#### [STATED PROBLEM]
Copy out the entries below, replacing each "instance" with "occurrence" and leaving everything else unchanged.

★ ★ ★ ★

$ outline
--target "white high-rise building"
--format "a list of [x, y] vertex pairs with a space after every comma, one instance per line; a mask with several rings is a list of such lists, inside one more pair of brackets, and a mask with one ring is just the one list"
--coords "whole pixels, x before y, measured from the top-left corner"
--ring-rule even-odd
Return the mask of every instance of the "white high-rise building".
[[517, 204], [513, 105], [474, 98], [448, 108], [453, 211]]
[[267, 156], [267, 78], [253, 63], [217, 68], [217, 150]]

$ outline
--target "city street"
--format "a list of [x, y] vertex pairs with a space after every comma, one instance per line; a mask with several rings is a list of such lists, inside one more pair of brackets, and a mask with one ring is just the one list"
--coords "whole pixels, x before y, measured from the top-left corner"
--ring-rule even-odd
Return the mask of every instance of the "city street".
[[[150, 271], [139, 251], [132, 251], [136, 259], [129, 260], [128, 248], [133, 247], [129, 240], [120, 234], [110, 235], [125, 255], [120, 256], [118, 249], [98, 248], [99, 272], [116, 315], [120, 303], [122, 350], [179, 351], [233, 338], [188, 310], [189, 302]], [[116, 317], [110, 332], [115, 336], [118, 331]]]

★ ★ ★ ★

#### [IN RESPONSE]
$ outline
--target "white high-rise building"
--format "a list of [x, y] vertex pairs with a space after every comma, one occurrence per line; a mask with several rings is a list of such lists, inside one more pair of brackets, and a mask with one ring is just the one list"
--coords "whole pixels, x before y, measured from the top-left corner"
--ring-rule even-odd
Return the mask of every occurrence of the "white high-rise building".
[[517, 204], [513, 105], [474, 98], [448, 108], [453, 211]]
[[267, 156], [267, 78], [253, 63], [217, 68], [217, 150]]

$ outline
--target "city street"
--format "a list of [x, y] vertex pairs with a space after every comma, one occurrence per line; a mask with several rings is a list of such lists, inside one more pair of brackets, and a mask with one ring is just the one list"
--coords "whole pixels, x before y, measured from the top-left corner"
--ring-rule even-odd
Return the mask of every occurrence of the "city street".
[[[150, 271], [139, 251], [132, 251], [136, 259], [129, 260], [128, 248], [133, 247], [129, 240], [120, 234], [110, 235], [125, 255], [120, 256], [118, 249], [98, 248], [99, 272], [116, 315], [120, 303], [122, 350], [179, 351], [233, 338], [188, 310], [189, 302]], [[116, 317], [110, 332], [115, 336], [118, 331]]]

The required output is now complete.